Sayfa:
Tüm bunlar yapılırken ve ceza sorumluluğu belirlenirken hukukun evrensel ilke ve esaslarından da taviz verilmemelidir. Çünkü hukuk devleti, hiçbir hal ve şartta bu ilke ve esaslardan vazgeçmek suretiyle sorunları çözemez.

Bu ilke ve esaslardan birisi de, masumiyet/suçsuzluk karinesi ve herkesin iddiasını ispatla yükümlü olmasıdır. Dün itibariyle gazetelerde, trafik kazalarının önüne geçmek amacıyla yeni yasa hazırlandığını öğrendik. Buraya kadar bir sorun gözükmüyor. Ancak yasa görüşmeleri sırasında, güvenli sürüş yeteneğinin kaybı ile ilgili bir alkol oranının kabulünde isabet olacağı, alkol almak suretiyle araç kullananların trafik denetimleri sırasında sorun çıkardığı, alkolmetreye üflemedikleri gibi, bu kişilerden sürücü belgelerinin de alınamadığı ifade edilmiştir.
Yasa hazırlığı yapan Meclis Komisyonunun kabul ettiği metne göre; 1.00 promil alkol ve bu sınırın üzerinde alkollü olduğu tespit edilen kişi güvenli şekilde araç kullanma yeteneğini kaybettiği kabul edilecek ve hapis cezası ile cezalandırılacaktır.

Belirtmeliyiz ki, alkol alan sürücünün ehliyetinin geçici süre ile alınması ve para cezası ile cezalandırılması kabul edilebilir. Bunun yanında, aldığı alkolün etkisi ile emniyetli bir şekilde araç sevk ve idare edemediği tespit edilen araç sürücüsünün hapis cezası ile cezalandırılmasını anlamakla birlikte, bu halde olduğu belirlenmeyen veya belirlenemeyen araç sürücüsünün, sırf aldığı alkolün miktarından hareketle suçlu sayılıp hapis cezası ile cezalandırılmasını anlamak, Ceza Hukukunda kabul edilen kusur sorumluluğu ve suç işleme kastı ile uyumlu görmek mümkün değildir.

Görev listesi:
A - Alkollü araç kullanma cezasıyla ilgili yazıya göre aşağıdaki soruları yanıtlayın:
(i) Hukuk devletinin hiçbir hal ve şartta neden vazgeçerek sorunları çözemeyeceği söyleniyor?
(ii) Meclis Komisyonunun kabul ettiği metne göre hangi alkol oranında sürücünün güvenli şekilde araç kullanma yeteneğini kaybettiği kabul edilecek?
(iii) Alkol alan sürücü için hangi iki yaptırımın kabul edilebilir olduğu belirtiliyor?
B - Alkollü sürücülere hapis cezası öngören yasa hazırlığını eleştiren yazıyı, son cümlesinden sonra sürdürün.

Verilen bilgiler:

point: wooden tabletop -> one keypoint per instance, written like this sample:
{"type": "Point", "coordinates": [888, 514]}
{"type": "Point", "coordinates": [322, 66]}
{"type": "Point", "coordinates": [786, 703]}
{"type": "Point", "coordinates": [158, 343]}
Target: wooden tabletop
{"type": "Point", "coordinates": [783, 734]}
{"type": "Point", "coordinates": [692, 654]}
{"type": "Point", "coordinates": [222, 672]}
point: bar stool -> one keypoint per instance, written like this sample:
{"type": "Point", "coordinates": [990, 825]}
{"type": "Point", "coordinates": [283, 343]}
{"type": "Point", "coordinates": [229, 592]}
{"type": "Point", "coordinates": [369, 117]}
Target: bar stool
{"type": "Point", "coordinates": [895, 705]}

Cevaplar:
A -
(i) Hukukun evrensel ilke ve esaslarından.
(ii) 1.00 promil ve bu sınırın üzerindeki alkol oranında.
(iii) Ehliyetin geçici süreyle alınması ve para cezası.

B -
Ceza kanunları, Ceza Hukukunun ilke ve esaslarına uygun çıkarılmak zorundadır. Amaç suçu önlemek olsa da, bunu yapmaya çalışırken sistemi bozup, ileride hatalı kanun ve uygulamalara emsal olabilecek yasal düzenlemeler hazırlanmamalıdır. Güvenli sürüş yeteneğini kaybettiği net bir şekilde tespit edilmeden, alkollü olduğu anlaşılan araç sürücüsünün güvenli şekilde araç sevk ve idare edemeyeceğini bir kanuni karine ile kabul etmek doğru olmayacaktır. Şüphe sanık aleyhine kabul edilemez. Bu aşamada ihlal edilen, alkol kullanma yasağıdır. Alkol alıp araç kullanan sürücünün güvenli sürüş yeteneğini kaybettiği, bu yasağın ihlali gerekçe gösterilerek kabul edilemez.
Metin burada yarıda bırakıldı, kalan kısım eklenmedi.